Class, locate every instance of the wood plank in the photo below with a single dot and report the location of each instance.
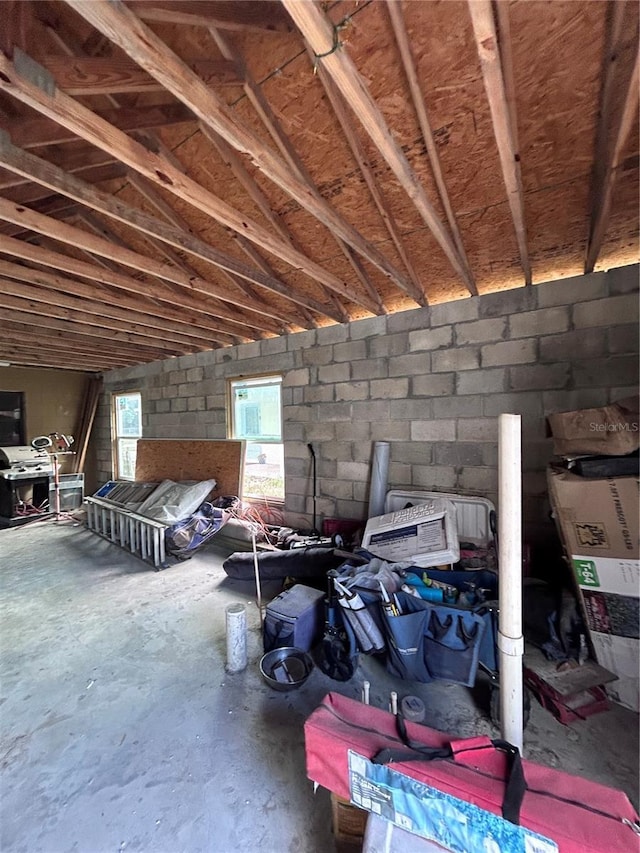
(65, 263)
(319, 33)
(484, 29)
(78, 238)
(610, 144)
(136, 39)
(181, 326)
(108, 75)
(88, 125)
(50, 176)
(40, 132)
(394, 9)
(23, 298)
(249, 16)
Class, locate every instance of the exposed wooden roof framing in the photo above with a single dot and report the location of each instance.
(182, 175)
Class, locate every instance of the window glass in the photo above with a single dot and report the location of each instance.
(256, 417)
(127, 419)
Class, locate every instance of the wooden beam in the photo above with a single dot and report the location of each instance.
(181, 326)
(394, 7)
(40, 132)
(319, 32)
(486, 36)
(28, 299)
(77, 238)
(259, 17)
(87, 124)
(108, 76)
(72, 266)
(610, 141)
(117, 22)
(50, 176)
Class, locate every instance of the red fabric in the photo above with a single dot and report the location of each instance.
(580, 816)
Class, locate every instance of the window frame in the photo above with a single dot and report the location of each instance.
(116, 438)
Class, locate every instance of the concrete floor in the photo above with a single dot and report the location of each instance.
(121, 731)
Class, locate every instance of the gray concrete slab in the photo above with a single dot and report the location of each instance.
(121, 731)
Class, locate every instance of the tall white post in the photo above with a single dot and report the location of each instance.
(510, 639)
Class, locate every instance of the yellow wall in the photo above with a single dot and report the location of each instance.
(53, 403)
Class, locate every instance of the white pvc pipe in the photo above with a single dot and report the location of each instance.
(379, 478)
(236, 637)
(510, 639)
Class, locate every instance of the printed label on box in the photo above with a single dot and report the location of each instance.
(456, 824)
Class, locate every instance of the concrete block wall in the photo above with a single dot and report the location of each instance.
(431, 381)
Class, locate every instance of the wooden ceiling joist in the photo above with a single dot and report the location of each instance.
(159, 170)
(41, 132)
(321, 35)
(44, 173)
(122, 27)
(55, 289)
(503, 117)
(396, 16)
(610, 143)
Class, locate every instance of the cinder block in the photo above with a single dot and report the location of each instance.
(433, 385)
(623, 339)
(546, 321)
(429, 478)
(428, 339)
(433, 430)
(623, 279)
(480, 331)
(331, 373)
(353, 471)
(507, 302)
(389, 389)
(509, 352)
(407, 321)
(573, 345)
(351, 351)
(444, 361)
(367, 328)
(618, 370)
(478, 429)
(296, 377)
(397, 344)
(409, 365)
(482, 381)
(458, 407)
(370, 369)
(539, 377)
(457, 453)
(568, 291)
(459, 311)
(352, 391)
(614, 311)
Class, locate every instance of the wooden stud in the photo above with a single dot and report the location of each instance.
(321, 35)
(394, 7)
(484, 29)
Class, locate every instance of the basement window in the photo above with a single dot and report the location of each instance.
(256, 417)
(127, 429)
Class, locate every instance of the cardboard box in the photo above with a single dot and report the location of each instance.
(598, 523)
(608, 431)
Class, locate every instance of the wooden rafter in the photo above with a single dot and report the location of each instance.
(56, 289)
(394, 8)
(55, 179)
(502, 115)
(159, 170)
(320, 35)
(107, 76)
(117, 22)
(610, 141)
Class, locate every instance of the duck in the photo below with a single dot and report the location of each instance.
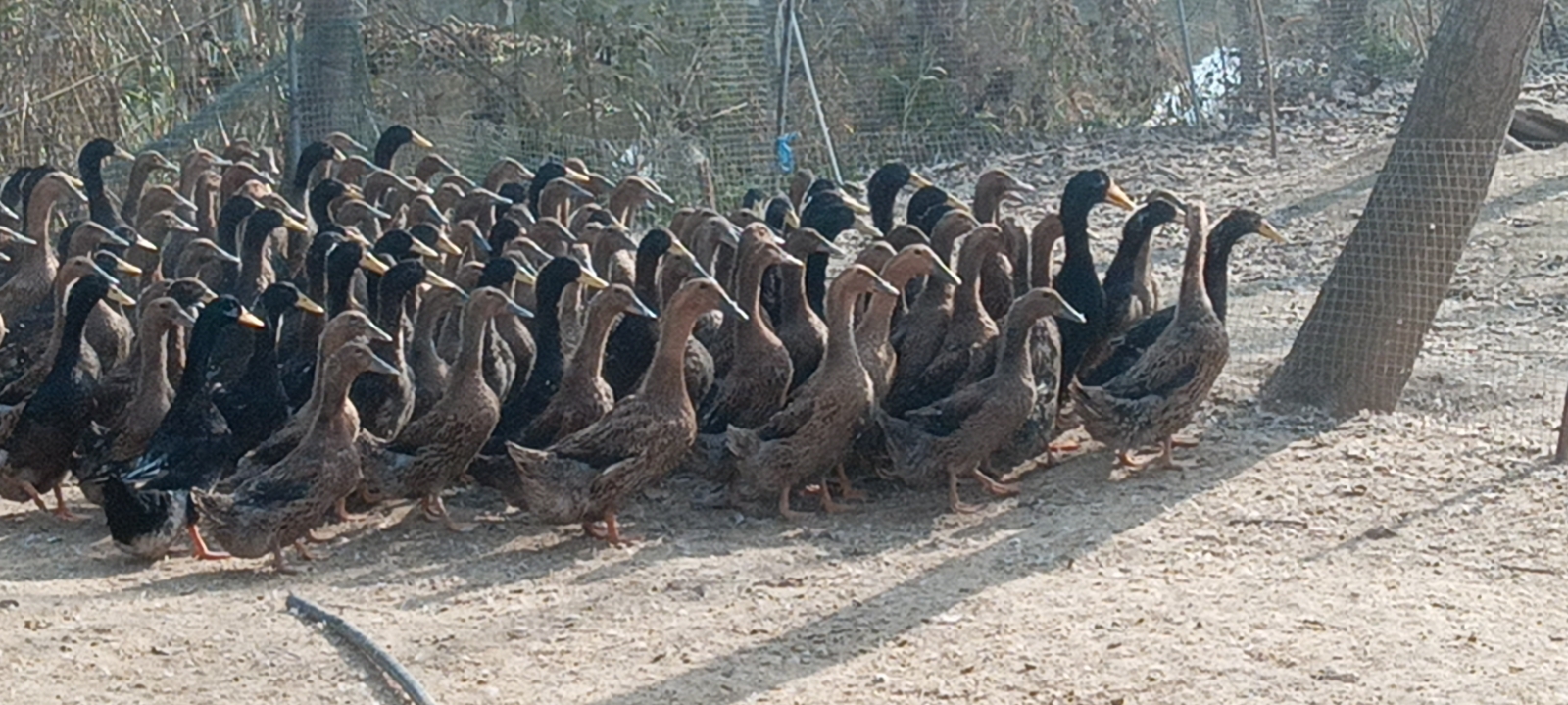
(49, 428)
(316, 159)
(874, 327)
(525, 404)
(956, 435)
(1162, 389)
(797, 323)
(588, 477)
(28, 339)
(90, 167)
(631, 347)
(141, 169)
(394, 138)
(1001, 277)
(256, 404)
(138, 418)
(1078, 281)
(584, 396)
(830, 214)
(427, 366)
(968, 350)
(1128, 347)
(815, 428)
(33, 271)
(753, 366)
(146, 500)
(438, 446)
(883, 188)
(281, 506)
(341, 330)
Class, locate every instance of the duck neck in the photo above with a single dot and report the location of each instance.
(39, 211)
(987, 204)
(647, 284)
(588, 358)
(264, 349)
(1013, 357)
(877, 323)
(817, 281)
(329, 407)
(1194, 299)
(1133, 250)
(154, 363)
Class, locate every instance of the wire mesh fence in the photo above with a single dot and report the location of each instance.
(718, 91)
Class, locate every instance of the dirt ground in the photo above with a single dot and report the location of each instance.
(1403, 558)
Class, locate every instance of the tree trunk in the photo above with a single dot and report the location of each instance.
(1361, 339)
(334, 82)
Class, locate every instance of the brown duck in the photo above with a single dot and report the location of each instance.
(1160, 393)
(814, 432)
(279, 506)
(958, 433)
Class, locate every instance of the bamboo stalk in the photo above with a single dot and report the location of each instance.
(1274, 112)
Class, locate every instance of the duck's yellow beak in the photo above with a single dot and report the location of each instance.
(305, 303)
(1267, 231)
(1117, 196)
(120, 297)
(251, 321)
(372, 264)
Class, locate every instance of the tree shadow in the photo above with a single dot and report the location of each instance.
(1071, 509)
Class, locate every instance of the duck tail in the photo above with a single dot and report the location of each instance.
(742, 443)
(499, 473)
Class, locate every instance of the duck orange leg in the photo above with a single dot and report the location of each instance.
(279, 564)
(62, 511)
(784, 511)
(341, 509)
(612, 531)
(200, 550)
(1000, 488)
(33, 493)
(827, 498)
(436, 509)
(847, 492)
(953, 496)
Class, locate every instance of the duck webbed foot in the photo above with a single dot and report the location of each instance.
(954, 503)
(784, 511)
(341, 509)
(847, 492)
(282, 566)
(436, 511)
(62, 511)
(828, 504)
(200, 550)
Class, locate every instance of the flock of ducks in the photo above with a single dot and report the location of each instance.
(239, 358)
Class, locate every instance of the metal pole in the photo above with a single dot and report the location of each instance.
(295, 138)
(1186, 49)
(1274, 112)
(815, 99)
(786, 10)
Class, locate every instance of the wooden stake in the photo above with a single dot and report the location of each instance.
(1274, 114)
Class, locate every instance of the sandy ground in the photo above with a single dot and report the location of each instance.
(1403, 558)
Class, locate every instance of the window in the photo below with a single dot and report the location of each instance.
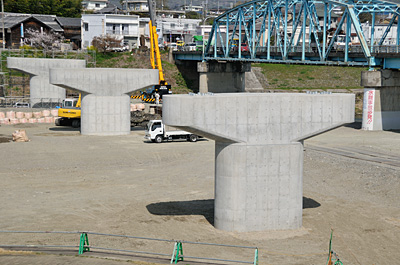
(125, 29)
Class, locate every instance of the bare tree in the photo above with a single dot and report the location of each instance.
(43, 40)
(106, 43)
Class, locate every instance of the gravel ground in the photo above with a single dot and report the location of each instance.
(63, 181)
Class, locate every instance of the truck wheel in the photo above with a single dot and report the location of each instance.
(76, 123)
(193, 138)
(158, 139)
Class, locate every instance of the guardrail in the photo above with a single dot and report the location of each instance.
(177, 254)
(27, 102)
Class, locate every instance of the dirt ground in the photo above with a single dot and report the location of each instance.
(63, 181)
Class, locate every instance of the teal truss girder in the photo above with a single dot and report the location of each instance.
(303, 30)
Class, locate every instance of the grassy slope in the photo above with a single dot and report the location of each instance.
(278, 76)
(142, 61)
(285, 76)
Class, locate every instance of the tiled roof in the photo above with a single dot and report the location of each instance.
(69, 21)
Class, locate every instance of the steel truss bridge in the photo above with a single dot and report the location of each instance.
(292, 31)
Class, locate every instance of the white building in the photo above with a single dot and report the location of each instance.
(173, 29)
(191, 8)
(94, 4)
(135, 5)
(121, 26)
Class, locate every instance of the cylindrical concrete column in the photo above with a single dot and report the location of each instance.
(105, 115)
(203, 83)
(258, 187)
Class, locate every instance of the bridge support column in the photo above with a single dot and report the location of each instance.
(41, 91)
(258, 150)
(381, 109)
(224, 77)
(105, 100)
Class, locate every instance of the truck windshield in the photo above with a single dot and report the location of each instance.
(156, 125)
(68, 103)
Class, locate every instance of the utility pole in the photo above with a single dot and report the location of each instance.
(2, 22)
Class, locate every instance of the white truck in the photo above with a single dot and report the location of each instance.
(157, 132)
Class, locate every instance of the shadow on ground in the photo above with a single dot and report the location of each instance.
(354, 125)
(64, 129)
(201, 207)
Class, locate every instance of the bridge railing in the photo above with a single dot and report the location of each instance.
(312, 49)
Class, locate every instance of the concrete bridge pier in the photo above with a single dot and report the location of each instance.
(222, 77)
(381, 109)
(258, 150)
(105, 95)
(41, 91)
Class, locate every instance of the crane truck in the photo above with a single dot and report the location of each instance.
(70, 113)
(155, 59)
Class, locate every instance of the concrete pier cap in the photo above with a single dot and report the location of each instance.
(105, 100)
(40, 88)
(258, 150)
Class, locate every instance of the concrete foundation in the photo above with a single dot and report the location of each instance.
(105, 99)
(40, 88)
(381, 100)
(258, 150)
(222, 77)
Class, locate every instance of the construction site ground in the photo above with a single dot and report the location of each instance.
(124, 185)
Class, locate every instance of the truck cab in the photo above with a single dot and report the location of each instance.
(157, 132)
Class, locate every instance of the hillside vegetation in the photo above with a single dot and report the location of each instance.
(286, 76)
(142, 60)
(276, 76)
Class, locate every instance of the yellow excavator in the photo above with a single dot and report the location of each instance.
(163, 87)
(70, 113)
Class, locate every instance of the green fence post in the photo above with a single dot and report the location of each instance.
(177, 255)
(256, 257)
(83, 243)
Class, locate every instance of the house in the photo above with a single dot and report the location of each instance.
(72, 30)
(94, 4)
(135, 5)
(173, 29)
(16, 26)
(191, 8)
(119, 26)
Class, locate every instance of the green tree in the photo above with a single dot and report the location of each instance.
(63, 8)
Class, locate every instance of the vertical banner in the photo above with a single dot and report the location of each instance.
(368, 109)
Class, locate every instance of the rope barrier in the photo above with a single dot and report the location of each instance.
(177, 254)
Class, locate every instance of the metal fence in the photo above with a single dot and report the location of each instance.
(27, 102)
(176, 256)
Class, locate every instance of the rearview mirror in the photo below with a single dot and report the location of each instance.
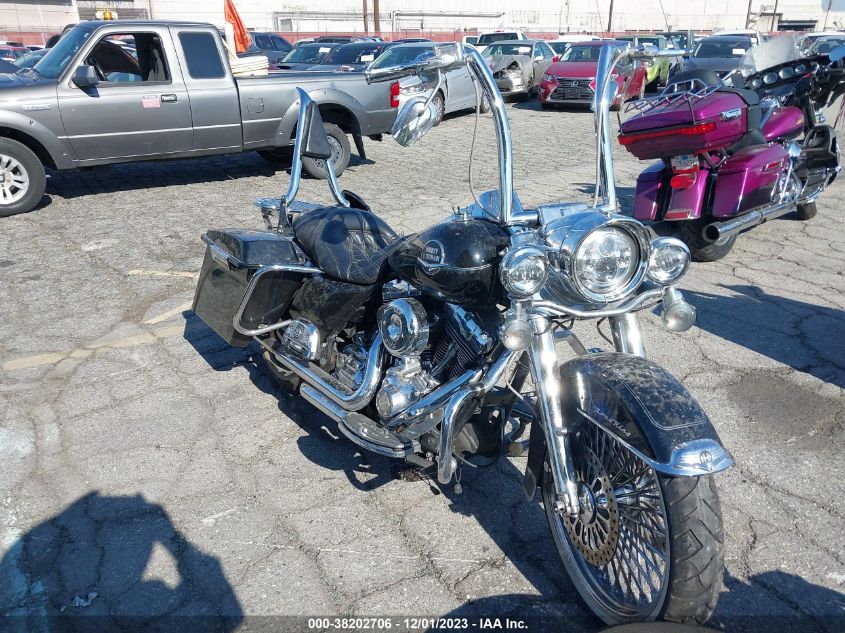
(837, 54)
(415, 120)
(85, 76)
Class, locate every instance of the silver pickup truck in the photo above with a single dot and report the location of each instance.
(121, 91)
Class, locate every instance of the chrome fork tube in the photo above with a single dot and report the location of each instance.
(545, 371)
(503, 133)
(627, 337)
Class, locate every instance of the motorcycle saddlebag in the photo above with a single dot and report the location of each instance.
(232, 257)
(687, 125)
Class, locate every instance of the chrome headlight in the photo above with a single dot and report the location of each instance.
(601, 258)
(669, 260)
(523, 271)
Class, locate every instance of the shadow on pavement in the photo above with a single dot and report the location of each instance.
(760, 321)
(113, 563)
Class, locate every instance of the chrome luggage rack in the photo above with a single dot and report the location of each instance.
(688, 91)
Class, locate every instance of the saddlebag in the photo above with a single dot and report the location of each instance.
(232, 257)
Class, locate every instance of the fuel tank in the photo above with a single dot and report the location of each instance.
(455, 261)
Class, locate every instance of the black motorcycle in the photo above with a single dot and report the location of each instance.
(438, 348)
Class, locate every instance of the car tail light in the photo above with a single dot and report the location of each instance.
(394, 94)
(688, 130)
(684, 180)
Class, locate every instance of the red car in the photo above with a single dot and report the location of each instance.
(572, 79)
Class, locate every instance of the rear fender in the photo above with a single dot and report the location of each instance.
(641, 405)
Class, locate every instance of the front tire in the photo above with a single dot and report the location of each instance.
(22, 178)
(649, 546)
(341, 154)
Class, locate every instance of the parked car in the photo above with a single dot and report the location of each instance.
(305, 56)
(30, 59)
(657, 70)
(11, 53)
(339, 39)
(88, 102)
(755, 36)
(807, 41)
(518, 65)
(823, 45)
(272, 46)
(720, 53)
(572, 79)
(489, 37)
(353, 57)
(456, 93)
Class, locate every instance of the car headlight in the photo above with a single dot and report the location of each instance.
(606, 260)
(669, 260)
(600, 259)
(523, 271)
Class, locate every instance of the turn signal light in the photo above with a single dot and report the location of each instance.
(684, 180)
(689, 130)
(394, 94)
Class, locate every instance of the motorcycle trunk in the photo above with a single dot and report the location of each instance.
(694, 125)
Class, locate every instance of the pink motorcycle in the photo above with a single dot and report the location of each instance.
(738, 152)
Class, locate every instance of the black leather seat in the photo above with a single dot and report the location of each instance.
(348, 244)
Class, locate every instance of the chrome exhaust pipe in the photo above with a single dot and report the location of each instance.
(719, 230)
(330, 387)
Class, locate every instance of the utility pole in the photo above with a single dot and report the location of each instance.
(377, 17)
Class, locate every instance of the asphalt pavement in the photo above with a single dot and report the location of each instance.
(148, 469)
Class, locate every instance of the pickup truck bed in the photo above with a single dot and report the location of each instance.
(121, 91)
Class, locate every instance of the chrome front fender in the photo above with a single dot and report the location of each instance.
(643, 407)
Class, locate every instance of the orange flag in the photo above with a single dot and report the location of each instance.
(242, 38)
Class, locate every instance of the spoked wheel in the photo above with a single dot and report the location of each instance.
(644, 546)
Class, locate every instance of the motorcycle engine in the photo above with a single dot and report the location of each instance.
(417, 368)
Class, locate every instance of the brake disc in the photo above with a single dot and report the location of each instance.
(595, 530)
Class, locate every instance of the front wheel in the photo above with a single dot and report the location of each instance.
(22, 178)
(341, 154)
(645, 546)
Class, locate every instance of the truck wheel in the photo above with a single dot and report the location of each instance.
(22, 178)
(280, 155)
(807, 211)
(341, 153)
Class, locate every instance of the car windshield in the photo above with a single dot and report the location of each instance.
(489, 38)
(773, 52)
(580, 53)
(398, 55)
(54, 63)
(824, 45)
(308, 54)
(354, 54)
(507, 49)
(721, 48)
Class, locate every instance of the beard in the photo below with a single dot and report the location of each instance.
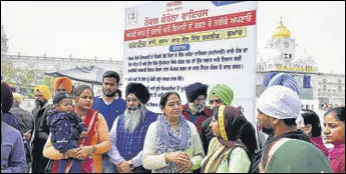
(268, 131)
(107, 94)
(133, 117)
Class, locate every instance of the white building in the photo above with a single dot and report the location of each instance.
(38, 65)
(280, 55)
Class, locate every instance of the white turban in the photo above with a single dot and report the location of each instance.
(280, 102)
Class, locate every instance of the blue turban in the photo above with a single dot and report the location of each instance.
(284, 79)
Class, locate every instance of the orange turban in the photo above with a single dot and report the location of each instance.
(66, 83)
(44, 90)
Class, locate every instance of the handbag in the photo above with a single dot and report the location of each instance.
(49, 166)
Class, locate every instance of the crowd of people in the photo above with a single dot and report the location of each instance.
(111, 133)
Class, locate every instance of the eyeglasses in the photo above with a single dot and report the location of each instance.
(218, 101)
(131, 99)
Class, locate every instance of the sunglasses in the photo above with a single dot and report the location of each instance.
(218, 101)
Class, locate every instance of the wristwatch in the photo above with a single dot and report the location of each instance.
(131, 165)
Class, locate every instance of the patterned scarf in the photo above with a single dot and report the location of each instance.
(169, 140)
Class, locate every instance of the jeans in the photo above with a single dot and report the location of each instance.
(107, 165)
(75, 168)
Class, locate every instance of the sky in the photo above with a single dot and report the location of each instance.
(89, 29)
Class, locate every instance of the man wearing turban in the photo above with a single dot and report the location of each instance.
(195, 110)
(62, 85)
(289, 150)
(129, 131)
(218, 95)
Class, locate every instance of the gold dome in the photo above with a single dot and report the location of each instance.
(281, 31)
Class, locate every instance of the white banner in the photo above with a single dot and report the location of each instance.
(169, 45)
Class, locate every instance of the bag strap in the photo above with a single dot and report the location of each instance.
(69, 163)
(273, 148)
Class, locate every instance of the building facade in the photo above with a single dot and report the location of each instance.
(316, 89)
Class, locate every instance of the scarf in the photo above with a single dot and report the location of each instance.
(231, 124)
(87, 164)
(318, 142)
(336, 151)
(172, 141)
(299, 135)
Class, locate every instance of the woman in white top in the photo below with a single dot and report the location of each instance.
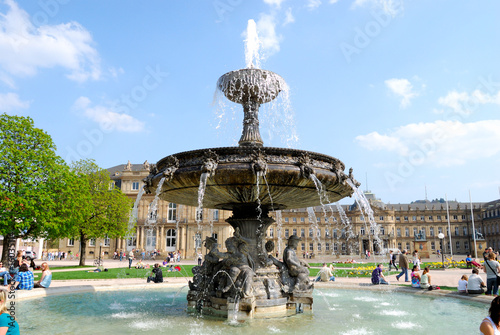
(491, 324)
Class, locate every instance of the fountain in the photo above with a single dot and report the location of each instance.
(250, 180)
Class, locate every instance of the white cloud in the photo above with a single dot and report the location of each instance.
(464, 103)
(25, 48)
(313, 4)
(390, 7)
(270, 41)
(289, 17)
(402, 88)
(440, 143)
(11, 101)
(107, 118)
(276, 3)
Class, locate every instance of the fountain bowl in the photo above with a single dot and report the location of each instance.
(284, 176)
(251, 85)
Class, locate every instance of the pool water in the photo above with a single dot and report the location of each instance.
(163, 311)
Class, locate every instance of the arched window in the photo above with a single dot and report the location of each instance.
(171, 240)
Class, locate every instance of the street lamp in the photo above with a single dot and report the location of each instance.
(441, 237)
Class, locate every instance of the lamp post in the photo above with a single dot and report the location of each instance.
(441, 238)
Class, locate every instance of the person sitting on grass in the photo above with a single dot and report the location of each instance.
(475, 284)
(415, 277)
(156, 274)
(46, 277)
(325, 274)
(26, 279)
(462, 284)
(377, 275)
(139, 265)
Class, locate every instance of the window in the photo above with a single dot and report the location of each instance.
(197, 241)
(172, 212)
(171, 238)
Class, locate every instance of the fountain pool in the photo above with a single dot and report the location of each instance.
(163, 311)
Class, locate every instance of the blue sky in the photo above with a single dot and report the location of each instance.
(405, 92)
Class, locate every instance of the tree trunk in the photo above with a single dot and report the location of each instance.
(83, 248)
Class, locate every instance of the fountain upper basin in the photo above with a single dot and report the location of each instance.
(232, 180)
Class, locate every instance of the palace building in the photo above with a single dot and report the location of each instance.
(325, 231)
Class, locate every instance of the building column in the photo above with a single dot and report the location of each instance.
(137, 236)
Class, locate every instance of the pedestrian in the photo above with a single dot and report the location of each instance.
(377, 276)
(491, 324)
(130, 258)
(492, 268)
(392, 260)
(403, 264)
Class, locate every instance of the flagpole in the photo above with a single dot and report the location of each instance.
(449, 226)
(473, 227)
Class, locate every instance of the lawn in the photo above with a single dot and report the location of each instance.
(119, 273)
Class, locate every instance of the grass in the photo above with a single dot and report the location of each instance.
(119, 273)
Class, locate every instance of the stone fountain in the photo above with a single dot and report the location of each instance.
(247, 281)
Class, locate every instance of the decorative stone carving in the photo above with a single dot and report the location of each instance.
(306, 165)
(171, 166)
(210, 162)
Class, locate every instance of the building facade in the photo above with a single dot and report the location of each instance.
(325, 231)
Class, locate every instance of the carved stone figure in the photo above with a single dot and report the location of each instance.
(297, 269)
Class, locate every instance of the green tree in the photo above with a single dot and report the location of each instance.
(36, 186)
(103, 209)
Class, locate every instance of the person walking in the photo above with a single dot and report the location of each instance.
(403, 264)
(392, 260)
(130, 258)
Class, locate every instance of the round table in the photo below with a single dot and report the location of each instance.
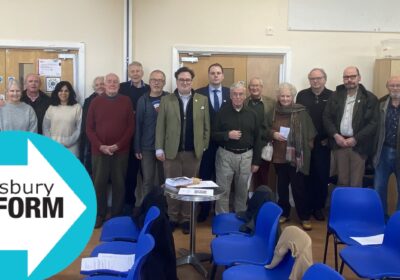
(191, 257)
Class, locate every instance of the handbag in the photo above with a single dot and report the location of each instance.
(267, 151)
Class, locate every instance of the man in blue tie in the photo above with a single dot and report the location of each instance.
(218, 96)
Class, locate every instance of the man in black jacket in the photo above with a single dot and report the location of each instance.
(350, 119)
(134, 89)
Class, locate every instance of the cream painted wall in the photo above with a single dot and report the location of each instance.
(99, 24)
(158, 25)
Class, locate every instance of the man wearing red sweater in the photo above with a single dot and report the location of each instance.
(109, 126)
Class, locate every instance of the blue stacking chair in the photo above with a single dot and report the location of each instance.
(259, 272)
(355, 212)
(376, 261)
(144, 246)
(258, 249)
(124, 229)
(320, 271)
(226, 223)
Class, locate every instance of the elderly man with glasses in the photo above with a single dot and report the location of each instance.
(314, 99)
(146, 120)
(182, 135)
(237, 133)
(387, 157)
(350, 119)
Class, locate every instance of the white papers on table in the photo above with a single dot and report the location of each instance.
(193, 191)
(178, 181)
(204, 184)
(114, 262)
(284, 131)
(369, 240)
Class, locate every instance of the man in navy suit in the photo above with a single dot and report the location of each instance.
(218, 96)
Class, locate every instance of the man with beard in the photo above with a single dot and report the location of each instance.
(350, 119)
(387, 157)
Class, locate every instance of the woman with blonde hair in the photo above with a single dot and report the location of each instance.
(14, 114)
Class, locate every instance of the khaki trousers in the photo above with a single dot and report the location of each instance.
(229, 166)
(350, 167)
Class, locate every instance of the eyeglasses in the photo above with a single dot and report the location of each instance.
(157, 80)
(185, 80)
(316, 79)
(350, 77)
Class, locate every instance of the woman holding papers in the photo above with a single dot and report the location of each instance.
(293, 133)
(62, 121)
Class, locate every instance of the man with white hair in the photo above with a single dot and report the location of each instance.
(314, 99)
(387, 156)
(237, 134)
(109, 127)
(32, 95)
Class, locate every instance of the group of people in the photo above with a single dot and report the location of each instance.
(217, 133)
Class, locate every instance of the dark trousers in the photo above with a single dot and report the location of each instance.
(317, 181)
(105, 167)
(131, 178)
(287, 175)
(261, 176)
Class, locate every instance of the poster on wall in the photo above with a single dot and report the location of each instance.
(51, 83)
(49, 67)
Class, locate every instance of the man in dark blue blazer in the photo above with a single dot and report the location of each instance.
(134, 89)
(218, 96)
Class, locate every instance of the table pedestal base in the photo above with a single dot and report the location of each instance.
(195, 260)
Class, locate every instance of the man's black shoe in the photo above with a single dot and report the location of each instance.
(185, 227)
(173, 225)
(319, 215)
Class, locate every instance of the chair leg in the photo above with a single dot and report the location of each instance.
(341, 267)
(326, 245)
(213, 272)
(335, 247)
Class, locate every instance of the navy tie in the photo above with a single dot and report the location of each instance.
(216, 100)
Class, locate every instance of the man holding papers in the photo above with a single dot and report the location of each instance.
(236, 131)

**STATED PROBLEM**
Give the lines exactly as they stand, from the line with "Class, locate every instance of the dark" through the end of the material.

**TASK RESULT**
Class, locate every instance of the dark trousers in the photo above with a single dot and report the location of each instance.
(317, 181)
(105, 167)
(131, 178)
(287, 175)
(261, 176)
Class, locate every instance of the poster on wall in the photo above with a single dot and report the location of each instance.
(51, 83)
(49, 67)
Class, locate every instance of the man in dark blue blazer in the photo above with a single dot and report the location of each instance.
(134, 89)
(218, 96)
Class, locate every instance of the table pedestal base in the photo above with a single dot and report the location of each instance.
(195, 260)
Class, locate every instance of the man's black shoe in the photo above with a single dot and report the location of each instance.
(185, 227)
(173, 225)
(319, 215)
Class, locate every instance of the chair leg in the photo above with a single dot and report the location of each instance.
(341, 267)
(326, 245)
(213, 272)
(335, 247)
Class, locate every instance of the navy tie in the photo above with a single dot and report the location of each instance.
(216, 100)
Class, locate every instance of the man holding papers in the photo above with a single dot and report the location of each instance.
(236, 131)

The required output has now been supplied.